SET TASK: Can you recast every line of the records below as a Markdown table with the columns "Row" and "Line text", skipping blank lines and leaving the pictures out?

[Records from a dataset]
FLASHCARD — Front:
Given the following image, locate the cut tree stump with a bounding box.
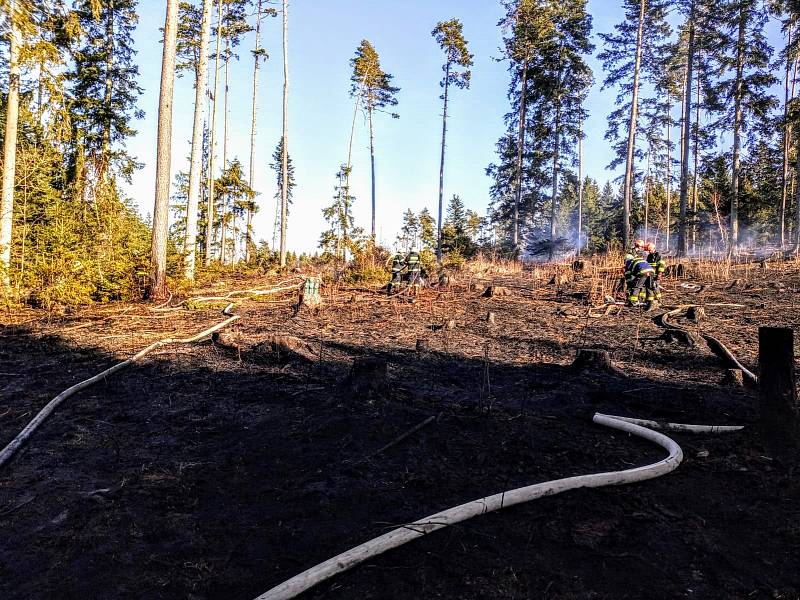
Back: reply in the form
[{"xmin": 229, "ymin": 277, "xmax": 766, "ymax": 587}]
[
  {"xmin": 686, "ymin": 306, "xmax": 706, "ymax": 323},
  {"xmin": 661, "ymin": 329, "xmax": 697, "ymax": 348},
  {"xmin": 722, "ymin": 369, "xmax": 744, "ymax": 388},
  {"xmin": 572, "ymin": 348, "xmax": 625, "ymax": 377},
  {"xmin": 481, "ymin": 285, "xmax": 511, "ymax": 298},
  {"xmin": 344, "ymin": 357, "xmax": 389, "ymax": 401},
  {"xmin": 758, "ymin": 327, "xmax": 800, "ymax": 460},
  {"xmin": 248, "ymin": 335, "xmax": 318, "ymax": 363}
]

RESPONSE TO THIS EXERCISE:
| Row | Line text |
|---|---|
| 1 | FLASHCARD — Front: |
| 2 | Given the following image, locate the cut tree stump with a bounding box. |
| 3 | Back: reply in the form |
| 4 | [{"xmin": 229, "ymin": 277, "xmax": 766, "ymax": 587}] |
| 5 | [ |
| 6 |   {"xmin": 686, "ymin": 306, "xmax": 706, "ymax": 323}, |
| 7 |   {"xmin": 661, "ymin": 329, "xmax": 697, "ymax": 348}, |
| 8 |   {"xmin": 722, "ymin": 369, "xmax": 744, "ymax": 388}, |
| 9 |   {"xmin": 572, "ymin": 348, "xmax": 625, "ymax": 377}, |
| 10 |   {"xmin": 481, "ymin": 285, "xmax": 511, "ymax": 298}, |
| 11 |   {"xmin": 344, "ymin": 357, "xmax": 389, "ymax": 401}, |
| 12 |   {"xmin": 758, "ymin": 327, "xmax": 800, "ymax": 460}, |
| 13 |   {"xmin": 248, "ymin": 335, "xmax": 318, "ymax": 363} |
| 14 | ] |